Reproduce the lines from the line with "Find all occurrences of tall" to the line with "638;0;687;144", inclusive, keeping the requests intact and raising every bounding-box coordinate in the answers by 98.

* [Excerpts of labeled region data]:
- - -

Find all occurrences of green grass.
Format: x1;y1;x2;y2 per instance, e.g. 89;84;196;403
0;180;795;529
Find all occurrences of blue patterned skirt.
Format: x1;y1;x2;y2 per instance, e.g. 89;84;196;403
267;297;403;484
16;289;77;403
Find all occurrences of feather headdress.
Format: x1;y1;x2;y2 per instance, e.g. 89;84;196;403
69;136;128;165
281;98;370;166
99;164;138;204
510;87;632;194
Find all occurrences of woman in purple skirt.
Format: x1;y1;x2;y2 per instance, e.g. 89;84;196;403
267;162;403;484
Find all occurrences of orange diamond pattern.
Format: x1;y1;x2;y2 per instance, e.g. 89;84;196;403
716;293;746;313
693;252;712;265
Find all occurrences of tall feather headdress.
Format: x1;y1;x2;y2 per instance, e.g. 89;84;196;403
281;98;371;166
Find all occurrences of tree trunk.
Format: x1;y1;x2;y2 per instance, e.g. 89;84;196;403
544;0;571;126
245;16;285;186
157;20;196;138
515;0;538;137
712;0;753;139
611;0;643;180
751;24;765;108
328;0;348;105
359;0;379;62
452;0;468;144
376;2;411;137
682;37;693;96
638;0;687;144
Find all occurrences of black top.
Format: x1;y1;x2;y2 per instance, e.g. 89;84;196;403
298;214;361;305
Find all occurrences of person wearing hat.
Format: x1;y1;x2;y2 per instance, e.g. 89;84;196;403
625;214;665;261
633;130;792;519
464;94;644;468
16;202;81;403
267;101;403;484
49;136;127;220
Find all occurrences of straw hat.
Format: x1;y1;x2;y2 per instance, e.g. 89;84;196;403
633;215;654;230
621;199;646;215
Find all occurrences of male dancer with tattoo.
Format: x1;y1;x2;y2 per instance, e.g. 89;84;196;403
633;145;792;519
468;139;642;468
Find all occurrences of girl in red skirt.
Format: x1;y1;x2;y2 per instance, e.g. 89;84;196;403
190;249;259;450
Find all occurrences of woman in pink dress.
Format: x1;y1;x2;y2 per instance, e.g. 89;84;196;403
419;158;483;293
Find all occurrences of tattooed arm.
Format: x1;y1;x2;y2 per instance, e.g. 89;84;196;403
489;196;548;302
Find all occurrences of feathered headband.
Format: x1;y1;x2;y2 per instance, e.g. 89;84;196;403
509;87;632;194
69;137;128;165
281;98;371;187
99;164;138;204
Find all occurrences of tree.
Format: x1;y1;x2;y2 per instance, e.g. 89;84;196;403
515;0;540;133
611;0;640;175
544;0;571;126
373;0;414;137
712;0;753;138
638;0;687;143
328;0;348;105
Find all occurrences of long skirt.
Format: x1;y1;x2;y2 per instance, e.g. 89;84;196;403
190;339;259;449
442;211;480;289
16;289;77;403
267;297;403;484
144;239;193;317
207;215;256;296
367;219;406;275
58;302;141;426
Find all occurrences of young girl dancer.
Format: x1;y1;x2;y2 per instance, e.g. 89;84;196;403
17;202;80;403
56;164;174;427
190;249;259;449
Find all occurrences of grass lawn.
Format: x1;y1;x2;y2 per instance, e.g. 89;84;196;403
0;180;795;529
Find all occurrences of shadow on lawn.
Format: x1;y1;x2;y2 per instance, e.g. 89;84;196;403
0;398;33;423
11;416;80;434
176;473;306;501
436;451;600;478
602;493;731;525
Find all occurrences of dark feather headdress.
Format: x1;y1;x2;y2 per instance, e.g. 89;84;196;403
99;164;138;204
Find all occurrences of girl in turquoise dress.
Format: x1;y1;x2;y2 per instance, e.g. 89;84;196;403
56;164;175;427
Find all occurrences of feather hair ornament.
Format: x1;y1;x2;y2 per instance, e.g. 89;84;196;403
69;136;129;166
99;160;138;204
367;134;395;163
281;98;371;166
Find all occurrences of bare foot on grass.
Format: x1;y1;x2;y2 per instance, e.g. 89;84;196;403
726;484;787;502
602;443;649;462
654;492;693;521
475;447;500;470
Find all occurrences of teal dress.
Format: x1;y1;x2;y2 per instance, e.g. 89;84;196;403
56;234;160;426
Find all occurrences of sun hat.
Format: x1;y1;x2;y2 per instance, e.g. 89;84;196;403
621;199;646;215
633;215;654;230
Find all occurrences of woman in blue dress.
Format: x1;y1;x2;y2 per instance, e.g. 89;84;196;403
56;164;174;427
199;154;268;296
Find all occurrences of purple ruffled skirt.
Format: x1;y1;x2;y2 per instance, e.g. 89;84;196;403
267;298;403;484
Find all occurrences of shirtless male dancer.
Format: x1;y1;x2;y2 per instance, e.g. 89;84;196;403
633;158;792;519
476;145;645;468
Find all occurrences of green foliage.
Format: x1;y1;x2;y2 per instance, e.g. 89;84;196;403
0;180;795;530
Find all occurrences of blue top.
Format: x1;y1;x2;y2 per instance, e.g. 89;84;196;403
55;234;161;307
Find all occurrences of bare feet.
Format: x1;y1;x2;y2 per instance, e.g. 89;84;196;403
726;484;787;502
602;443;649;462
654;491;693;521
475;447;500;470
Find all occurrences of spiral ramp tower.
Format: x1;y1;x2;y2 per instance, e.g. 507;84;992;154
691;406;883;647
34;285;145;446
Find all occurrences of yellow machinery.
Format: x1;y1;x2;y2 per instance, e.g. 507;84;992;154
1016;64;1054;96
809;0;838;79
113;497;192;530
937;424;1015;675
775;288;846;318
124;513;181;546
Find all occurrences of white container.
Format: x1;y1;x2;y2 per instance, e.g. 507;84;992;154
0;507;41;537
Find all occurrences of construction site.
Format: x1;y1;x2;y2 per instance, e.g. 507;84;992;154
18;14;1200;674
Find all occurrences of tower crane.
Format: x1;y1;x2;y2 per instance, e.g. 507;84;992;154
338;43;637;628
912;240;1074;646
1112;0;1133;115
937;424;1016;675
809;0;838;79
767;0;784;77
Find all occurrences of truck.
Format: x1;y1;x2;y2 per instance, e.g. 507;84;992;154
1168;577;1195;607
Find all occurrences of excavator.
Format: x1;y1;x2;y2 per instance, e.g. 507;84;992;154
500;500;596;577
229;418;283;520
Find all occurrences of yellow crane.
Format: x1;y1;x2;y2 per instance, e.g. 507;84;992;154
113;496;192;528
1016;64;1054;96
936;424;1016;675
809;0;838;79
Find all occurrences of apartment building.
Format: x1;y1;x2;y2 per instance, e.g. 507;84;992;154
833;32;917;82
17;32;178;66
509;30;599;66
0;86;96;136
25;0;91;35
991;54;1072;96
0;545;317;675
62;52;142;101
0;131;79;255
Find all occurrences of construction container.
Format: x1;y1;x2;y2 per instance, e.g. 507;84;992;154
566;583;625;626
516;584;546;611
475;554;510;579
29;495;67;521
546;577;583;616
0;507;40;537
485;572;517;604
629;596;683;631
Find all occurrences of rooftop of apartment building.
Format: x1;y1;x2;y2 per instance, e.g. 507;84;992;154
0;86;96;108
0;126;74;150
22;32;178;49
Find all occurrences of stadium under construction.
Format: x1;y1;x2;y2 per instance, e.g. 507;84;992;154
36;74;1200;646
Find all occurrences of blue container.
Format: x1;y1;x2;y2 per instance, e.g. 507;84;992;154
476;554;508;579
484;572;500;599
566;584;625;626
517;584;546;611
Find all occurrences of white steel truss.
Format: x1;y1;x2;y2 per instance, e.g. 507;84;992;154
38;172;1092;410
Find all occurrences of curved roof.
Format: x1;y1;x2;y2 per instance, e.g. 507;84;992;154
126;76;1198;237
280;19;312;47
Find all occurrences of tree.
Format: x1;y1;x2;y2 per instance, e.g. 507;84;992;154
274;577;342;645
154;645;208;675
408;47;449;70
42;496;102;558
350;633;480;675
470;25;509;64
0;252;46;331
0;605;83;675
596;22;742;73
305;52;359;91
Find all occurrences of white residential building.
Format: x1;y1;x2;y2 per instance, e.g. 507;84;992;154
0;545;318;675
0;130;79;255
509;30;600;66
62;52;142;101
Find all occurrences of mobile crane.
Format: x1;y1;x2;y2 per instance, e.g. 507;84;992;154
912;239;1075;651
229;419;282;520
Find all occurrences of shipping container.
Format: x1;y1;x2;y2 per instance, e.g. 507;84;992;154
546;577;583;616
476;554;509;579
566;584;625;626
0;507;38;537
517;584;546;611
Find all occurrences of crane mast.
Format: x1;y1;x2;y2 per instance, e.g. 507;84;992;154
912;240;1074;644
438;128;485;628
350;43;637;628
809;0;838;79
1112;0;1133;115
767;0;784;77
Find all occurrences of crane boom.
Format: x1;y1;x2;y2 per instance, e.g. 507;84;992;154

- - -

* [THE ANSWER]:
Find all occurrences of tall feather headdress.
Format: x1;y1;x2;y2 per instance, e.g. 89;84;196;403
379;196;469;264
Find all occurrences of tree trunk.
Format: x1;y1;x2;y2 per instance, e.g. 89;84;196;403
642;98;669;224
343;114;383;284
255;118;294;236
613;98;636;235
810;98;851;237
709;98;741;278
849;122;863;206
426;98;446;203
457;98;477;160
550;98;566;242
474;100;509;235
780;135;791;194
736;98;785;242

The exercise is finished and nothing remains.